Given records »
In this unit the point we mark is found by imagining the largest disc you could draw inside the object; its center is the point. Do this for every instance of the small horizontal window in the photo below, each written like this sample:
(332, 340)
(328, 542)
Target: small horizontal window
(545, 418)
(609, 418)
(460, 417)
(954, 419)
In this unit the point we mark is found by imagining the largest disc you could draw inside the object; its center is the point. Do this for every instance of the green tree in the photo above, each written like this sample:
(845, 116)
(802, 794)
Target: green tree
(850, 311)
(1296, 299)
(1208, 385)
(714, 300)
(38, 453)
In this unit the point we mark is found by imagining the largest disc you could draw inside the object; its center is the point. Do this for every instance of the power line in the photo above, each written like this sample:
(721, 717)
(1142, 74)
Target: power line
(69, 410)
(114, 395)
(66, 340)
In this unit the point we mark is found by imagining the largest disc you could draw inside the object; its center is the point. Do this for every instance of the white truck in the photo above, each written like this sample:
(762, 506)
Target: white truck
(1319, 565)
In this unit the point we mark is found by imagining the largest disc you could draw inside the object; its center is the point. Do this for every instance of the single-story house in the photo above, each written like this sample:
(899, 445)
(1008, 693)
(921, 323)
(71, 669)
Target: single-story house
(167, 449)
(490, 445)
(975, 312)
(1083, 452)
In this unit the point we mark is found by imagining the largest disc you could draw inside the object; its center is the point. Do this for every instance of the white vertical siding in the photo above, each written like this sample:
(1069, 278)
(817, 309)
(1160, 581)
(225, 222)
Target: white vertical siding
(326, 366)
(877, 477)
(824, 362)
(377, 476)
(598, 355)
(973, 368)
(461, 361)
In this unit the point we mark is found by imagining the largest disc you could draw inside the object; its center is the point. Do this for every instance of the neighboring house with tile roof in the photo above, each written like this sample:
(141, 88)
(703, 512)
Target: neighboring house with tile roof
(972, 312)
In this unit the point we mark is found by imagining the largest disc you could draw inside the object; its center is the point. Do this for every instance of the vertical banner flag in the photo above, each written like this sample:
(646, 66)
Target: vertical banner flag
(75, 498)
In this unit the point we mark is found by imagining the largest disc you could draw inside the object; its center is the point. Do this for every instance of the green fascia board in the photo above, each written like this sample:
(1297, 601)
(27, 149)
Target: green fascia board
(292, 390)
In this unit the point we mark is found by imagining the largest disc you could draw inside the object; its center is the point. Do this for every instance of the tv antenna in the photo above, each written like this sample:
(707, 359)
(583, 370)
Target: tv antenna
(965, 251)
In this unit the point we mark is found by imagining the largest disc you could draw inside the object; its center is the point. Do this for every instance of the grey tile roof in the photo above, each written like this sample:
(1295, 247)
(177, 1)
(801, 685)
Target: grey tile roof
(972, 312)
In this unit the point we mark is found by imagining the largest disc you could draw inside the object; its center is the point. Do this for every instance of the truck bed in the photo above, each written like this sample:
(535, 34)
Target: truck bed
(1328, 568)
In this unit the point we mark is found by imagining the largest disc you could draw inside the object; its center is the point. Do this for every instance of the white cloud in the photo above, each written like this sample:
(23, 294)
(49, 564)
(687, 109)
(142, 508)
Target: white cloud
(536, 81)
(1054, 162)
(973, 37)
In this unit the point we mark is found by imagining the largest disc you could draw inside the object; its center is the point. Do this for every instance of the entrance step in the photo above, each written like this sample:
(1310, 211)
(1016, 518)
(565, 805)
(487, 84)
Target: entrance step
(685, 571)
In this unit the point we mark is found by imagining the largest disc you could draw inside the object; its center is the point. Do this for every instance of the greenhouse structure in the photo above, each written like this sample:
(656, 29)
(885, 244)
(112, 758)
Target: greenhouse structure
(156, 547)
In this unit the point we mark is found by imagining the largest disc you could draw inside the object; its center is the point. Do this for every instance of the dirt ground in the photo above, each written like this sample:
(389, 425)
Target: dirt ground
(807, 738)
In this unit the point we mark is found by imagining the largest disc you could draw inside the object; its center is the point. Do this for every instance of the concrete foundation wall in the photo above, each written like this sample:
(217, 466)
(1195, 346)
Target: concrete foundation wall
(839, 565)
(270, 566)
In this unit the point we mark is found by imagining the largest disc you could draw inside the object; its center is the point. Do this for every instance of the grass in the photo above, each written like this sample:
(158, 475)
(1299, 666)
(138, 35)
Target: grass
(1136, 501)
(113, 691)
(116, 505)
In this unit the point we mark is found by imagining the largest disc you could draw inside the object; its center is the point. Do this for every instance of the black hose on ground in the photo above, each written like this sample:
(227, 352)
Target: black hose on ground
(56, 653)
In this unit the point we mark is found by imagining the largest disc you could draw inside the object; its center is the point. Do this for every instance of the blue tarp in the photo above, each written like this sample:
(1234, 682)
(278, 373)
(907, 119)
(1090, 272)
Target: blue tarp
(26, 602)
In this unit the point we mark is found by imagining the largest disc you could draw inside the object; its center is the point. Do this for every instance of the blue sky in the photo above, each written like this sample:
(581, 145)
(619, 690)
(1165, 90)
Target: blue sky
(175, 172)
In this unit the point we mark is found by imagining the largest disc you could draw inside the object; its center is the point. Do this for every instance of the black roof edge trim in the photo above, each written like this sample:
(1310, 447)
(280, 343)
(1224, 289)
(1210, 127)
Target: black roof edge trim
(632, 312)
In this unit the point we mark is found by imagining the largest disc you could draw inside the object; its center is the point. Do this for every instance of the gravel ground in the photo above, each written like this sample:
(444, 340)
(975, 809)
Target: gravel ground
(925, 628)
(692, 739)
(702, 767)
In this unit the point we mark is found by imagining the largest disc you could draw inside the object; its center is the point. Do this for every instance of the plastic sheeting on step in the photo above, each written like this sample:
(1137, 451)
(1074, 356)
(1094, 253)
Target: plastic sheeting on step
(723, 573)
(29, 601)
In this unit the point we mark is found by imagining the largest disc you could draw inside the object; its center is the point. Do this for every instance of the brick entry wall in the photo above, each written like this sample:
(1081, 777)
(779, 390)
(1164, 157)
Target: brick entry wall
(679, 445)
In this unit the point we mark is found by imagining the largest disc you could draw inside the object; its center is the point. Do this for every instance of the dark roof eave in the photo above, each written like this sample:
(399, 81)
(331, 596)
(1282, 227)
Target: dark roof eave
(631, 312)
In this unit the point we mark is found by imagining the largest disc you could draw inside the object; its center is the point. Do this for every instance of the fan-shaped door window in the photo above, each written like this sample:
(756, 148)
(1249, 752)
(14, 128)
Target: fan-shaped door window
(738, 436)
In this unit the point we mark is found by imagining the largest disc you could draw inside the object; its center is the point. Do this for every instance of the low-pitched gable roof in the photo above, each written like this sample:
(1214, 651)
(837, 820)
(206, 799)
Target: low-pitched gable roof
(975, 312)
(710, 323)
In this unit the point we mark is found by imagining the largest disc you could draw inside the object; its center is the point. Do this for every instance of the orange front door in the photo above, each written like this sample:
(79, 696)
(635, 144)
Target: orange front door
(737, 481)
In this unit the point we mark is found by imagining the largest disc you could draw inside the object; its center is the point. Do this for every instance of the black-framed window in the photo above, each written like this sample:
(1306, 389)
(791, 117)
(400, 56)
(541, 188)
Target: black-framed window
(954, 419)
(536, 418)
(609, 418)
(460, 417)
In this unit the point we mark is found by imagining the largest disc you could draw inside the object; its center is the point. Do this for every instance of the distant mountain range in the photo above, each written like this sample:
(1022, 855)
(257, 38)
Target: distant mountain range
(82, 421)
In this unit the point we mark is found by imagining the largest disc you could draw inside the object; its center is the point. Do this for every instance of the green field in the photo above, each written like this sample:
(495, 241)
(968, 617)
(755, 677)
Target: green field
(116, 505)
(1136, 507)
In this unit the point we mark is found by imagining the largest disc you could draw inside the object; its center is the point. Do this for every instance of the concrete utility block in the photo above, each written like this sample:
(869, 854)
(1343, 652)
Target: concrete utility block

Task »
Reproduce every row above, swapping in "biggest circle" wherever "largest disc" appears and leaving everything else unchanged.

Exercise response »
In this unit the point we mark is found by imagining the biggest circle you could draw inside the object; its center is the point. Do this for every instance of the small horizontal window in the photo below, each written like this sample:
(332, 340)
(328, 542)
Target: small horizontal window
(545, 418)
(609, 418)
(460, 417)
(954, 419)
In this unit the point we mark is found by imagining the biggest circle you could draw inside the object; its center is the point. Do this for every instance of the green tree in the photo above, each written like this sample:
(845, 116)
(802, 794)
Target: green tree
(850, 311)
(1296, 299)
(1208, 385)
(714, 300)
(38, 453)
In this unit the point we mark is found by imagining the biggest circle you could draw inside the object; its center is the point. Do this for every instance of the power line in the photo above, each written like this sample:
(721, 717)
(1142, 74)
Target: power line
(69, 410)
(114, 395)
(66, 340)
In this unit the point we mark is found by imagining the biggest circle you could draw inside the object; its center is the point. Do this for every instance of the white truck in the photo above, each written like this sample:
(762, 506)
Target: white truck
(1319, 565)
In this unit the point we mark is found by imagining the biggest circle you could draw inside the object; its center is the point. Do this for every instance of the single-story house in the photo above, each written like this sample:
(899, 445)
(1008, 693)
(921, 323)
(71, 669)
Target: single-story house
(167, 449)
(490, 445)
(975, 312)
(1083, 452)
In this unit the point we mark is found by imagining the biggest circle you could draw inside the object; its center is the point. Do this for every instance of the white vertical siding in the photo above, each written like this sample:
(1069, 278)
(817, 309)
(1160, 581)
(225, 222)
Target: white vertical siding
(326, 366)
(877, 477)
(824, 362)
(377, 476)
(598, 355)
(973, 368)
(461, 361)
In this unit the point we mark is found by imagining the biggest circle you could draw inside the object; its center is the point. Do this for every instance of the neighboring house with tile roof in the photo above, each written like this sample:
(141, 88)
(703, 512)
Target: neighboring house with tile roof
(972, 312)
In this unit the point we mark is found by imagining the biggest circle you could draw inside the object; its center is the point. Do this for every instance of the vertical banner flag in the photo above, each written like this sample:
(646, 66)
Target: vertical banner flag
(75, 498)
In this unit the point we mark is found by imagining the biggest circle you could draw inside the object; its center is the point. Do this for every instance of the green fascia board in the photo above, each written like this sample:
(1297, 601)
(27, 149)
Target: green fascia board
(292, 390)
In this unit the point we mark is found by imagining the biggest circle you could draw inside the object; its center is the point. Do this for every instance of the tv antenna in the photo above, each written like this sample:
(707, 359)
(583, 370)
Target: tv antenna
(965, 251)
In this unit the point we mark is found by imagining the biggest circle you could draw inside the object; its center is the point. Do this for every instance of the grey tile roof in the photo above, each written like this sample:
(1295, 247)
(177, 1)
(801, 685)
Target: grey tile roof
(972, 312)
In this unit the point we mark is found by imagining the biggest circle you could draw inside the object; its center is the point. Do this for every instance of the truck bed in the photo above, each written like this sample:
(535, 34)
Target: truck bed
(1328, 568)
In this unit the point we mark is found by imagining the biggest circle you could draw inside the object; its center is the point. Do this for every instance of the white cloud in the photo above, each written like this sample:
(23, 294)
(49, 564)
(687, 109)
(142, 508)
Target: white cloud
(536, 81)
(1054, 162)
(973, 37)
In this unit the point we mark is found by imagining the biggest circle you could draw inside the object; its center is the point. Do this for every instance of the entrance step in the photo above, each written like this sample:
(1310, 211)
(1016, 518)
(565, 805)
(487, 84)
Target: entrance step
(685, 571)
In this unit the point we mark is found by imagining the biggest circle you could draw inside the object; its center is the point. Do this for every instance of the greenhouse structure in the photo above, each written like this sample:
(656, 29)
(885, 244)
(112, 758)
Target: greenhouse structure
(156, 547)
In this unit the point we mark is found by imagining the biggest circle you could draw inside the object; its center is the point. Do this for every instance of the dirt ground in the photo above, each written like this sample:
(389, 425)
Target: dirt ground
(807, 738)
In this unit the point we mark is found by imagining the biggest circle you could draw inside the object; its center is the point. Do this for every instance of the concrete foundation wall in the photo above, each written like this sample:
(217, 466)
(1195, 346)
Target: concrete foundation wall
(839, 565)
(270, 566)
In this unit the point we mark is found by imagining the biggest circle you could draw inside the object; its center is the point. Do this for every instance of the grass in the photo above, each written like this sample:
(158, 475)
(1299, 666)
(138, 35)
Target: grass
(1136, 501)
(113, 691)
(116, 505)
In this unit the point we mark is found by imagining the biggest circle you could draw inside the object; its center is the point. Do this for every instance of the black hose on ground in the photo above, each written like this sample:
(227, 352)
Target: black hose on ground
(56, 653)
In this unit the point we mark is found by imagining the biggest circle you could draw inside the object; its center is the point. Do this for every instance of the blue tarp in the photo above, each written like this sample:
(1234, 682)
(278, 373)
(907, 119)
(1090, 272)
Target: blue tarp
(26, 602)
In this unit the point we mark is found by imagining the biggest circle you could draw inside the object; its center is the point. Do this for every instance of the blue sky in the photo above, each written like this sample:
(581, 145)
(619, 690)
(1165, 90)
Target: blue sky
(175, 172)
In this unit the point we mark is found by imagining the biggest circle you could draw inside the object; its center is the point. Do this for every instance of the black roof edge trim in the photo above, each written like this sample:
(1310, 447)
(280, 343)
(1224, 289)
(1210, 127)
Target: black roof edge trim
(632, 312)
In this unit the point we mark is found by imagining the biggest circle you could draw inside the object; its center is the point. Do this for every instance of the gravel ground in the photo above, each written like this sample:
(444, 340)
(975, 809)
Target: gravel ground
(925, 628)
(692, 739)
(702, 767)
In this unit the point we mark is found by imagining the biggest circle you could draw inside the object; its center is the point. Do this for every instance of the plastic sheeting on step in the photo above, each written like this sample:
(1137, 451)
(1074, 356)
(1094, 253)
Target: plastic sheeting on step
(723, 573)
(29, 601)
In this unit the point we mark is found by imagining the biggest circle you could draw inside the object; its center is the point. Do this for every instance of the brick entry wall in the photo above, each written like this sample:
(1081, 777)
(779, 390)
(1164, 157)
Target: brick entry wall
(679, 445)
In this unit the point we mark is found by imagining the biggest circle you could draw inside the object; its center is the point. Do this for every instance of the dark roof eave in the photo above, each written like this sample:
(399, 81)
(331, 596)
(1282, 227)
Target: dark roof eave
(631, 312)
In this unit the point we mark is found by imagining the biggest circle you could draw inside the object; its center is the point. Do this for every instance of the fan-shaped door window in the photo above, each written like this sample:
(756, 148)
(1249, 752)
(14, 128)
Target: fan-shaped door window
(738, 436)
In this unit the point we mark is found by imagining the biggest circle you could draw inside the object; its center is the point. Do this for every instance of the low-pitched gable roof in the photo above, each written like this sample:
(1214, 651)
(837, 820)
(206, 799)
Target: low-pitched gable roof
(975, 312)
(710, 323)
In this unit the point we mark is found by imagining the biggest circle you could draw inside the object; its center is the point. Do this for every instance of the orange front door in the photo above, each written like this sample:
(79, 696)
(635, 144)
Target: orange front door
(737, 481)
In this unit the point we mark is found by imagining the biggest circle you could draw inside the object; its center is the point. Do this for every instance of the black-framed window in the photo above, each written like this sample:
(1306, 389)
(791, 117)
(400, 56)
(541, 188)
Target: black-framed window
(954, 419)
(536, 418)
(609, 418)
(460, 417)
In this unit the point we mark is found by imagining the biggest circle you could draw inside the object; its center is the point. Do this for every instance of the distant mountain range in the photo above, each written like this sample:
(1022, 855)
(257, 38)
Target: distant mountain range
(82, 421)
In this unit the point we mark is found by imagining the biggest circle you could draw inside the object; its center is the point. Do this for every instance of the green field in the photo above, each written like this sample:
(495, 241)
(968, 617)
(755, 677)
Target: green field
(116, 505)
(1136, 507)
In this unit the point we mark is found by imagining the biggest circle you could draw inside the object; its center is the point. Do this for every instance of the concrete utility block in the photo above, each written like this sample:
(869, 854)
(1343, 652)
Target: concrete utility block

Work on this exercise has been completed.